_Prompt_
Setting aside any pictures, reproduce the data exactly.

_Records for this exercise_
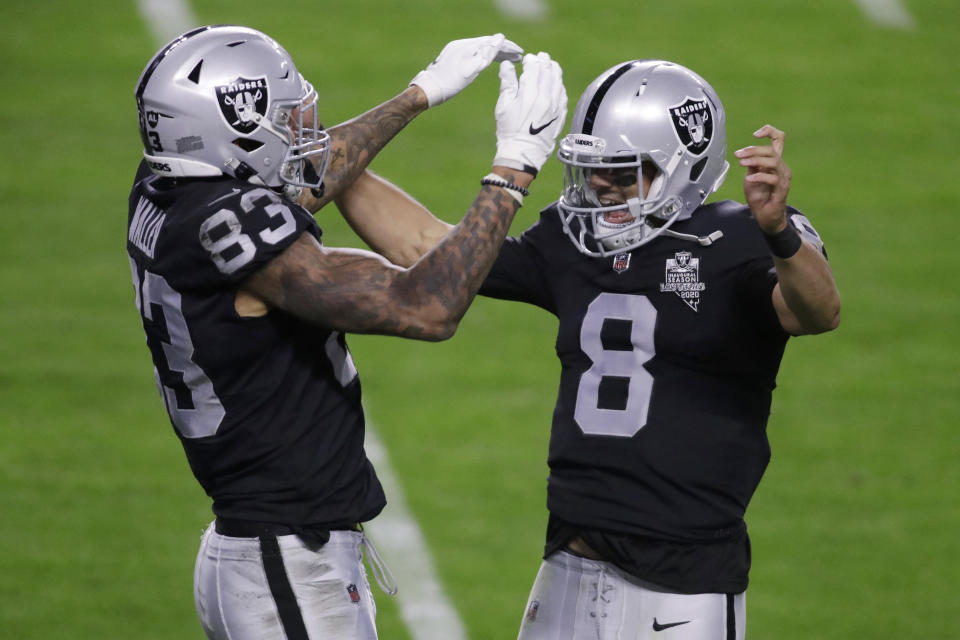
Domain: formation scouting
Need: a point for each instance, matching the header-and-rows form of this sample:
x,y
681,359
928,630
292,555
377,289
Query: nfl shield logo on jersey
x,y
243,102
683,278
621,262
693,124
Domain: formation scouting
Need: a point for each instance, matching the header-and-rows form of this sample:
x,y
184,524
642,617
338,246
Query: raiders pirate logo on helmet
x,y
243,102
693,124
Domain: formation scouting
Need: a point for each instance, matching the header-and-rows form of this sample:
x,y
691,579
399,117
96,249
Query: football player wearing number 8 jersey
x,y
673,317
244,309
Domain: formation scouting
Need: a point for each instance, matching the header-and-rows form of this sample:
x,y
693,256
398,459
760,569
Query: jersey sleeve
x,y
244,231
517,273
758,277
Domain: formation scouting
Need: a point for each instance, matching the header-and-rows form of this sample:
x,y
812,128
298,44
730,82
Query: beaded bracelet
x,y
514,190
785,243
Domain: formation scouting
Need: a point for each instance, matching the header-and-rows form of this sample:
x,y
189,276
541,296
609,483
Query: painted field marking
x,y
888,13
167,19
532,10
423,604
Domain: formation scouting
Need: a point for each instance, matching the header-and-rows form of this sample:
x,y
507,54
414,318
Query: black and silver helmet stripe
x,y
591,114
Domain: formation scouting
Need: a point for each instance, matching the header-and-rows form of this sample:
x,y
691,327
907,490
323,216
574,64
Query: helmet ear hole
x,y
247,144
697,169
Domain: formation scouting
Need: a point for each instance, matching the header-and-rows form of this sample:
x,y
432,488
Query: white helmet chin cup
x,y
642,111
229,100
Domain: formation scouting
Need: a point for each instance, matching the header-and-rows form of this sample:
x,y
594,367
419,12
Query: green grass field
x,y
855,527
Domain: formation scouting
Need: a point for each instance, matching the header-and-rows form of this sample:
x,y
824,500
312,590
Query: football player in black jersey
x,y
244,309
673,316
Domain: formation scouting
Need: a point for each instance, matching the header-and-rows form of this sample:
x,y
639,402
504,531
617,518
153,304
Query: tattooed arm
x,y
354,143
359,292
389,220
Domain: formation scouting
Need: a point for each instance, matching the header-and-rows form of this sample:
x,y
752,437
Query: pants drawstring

_Answer space_
Domain: formation scouting
Need: a point for each instance, matching the header-and-rows form of this sample:
x,y
681,359
928,630
292,555
377,289
Query: nfl shield logo on jersey
x,y
243,102
683,278
621,262
693,124
Domain: formation scouting
Need: a point for each instance, matching the header-and-rows form of this sample:
x,y
184,524
642,617
338,246
Query: raiders pirate logo on helmet
x,y
243,102
693,124
Domain: formation scouting
Need: a point for each instance, matching the header-and-rows form of this sample:
x,y
691,579
399,117
96,249
Query: football player wearing number 8 jersey
x,y
673,317
244,309
Domain: formation scouting
Need: a point for each instance, matching the header-and-rows form of this sample:
x,y
693,256
398,459
760,569
Query: jersey sleeve
x,y
244,231
517,273
758,277
Domain: formation scouting
Need: a point for each instance, matching the header-and-rows form of this sample:
x,y
812,128
298,44
730,82
Query: beaded bracelet
x,y
514,190
785,243
Domain: formation scouting
Need: a point for each instance, matching the header-and-rows form of this sample:
x,y
189,276
541,296
609,483
Query: painted field marking
x,y
888,13
167,19
532,10
423,604
Domain: formation scouting
Need: a point for each instance, matching the header-and-rows form of this sample:
x,y
507,54
414,318
Query: black and silver helmet stripe
x,y
591,114
Domain: formation scouting
Need: a point for each instance, matching the header-and-rows form of this sample:
x,y
691,327
907,490
323,216
574,64
Query: helmet ear hole
x,y
247,144
697,169
Domain: formation scouting
Need: a point for each instance, matching the header-and-rows form of this sample:
x,y
432,488
Query: white helmet chin cup
x,y
642,111
229,100
Domain: formation scouting
Need: a point for each instance, matching the header-and-rows form of this sample:
x,y
594,367
419,12
Query: green grass field
x,y
855,527
Domain: formation scouting
Need: a point for each instance, matching the header-and-rows form of this sample:
x,y
824,500
312,590
Query: football player in black jersey
x,y
244,309
673,316
Domain: formation scouting
Need: a point for each instance, matching the header-and-rows form of this sample:
x,y
639,402
504,531
617,518
153,304
Query: tattooed arm
x,y
354,143
359,292
389,220
Domain: formation scouting
Need: a point for each instance, matching the header-and-rows form of this sample:
x,y
752,437
Query: pants drawstring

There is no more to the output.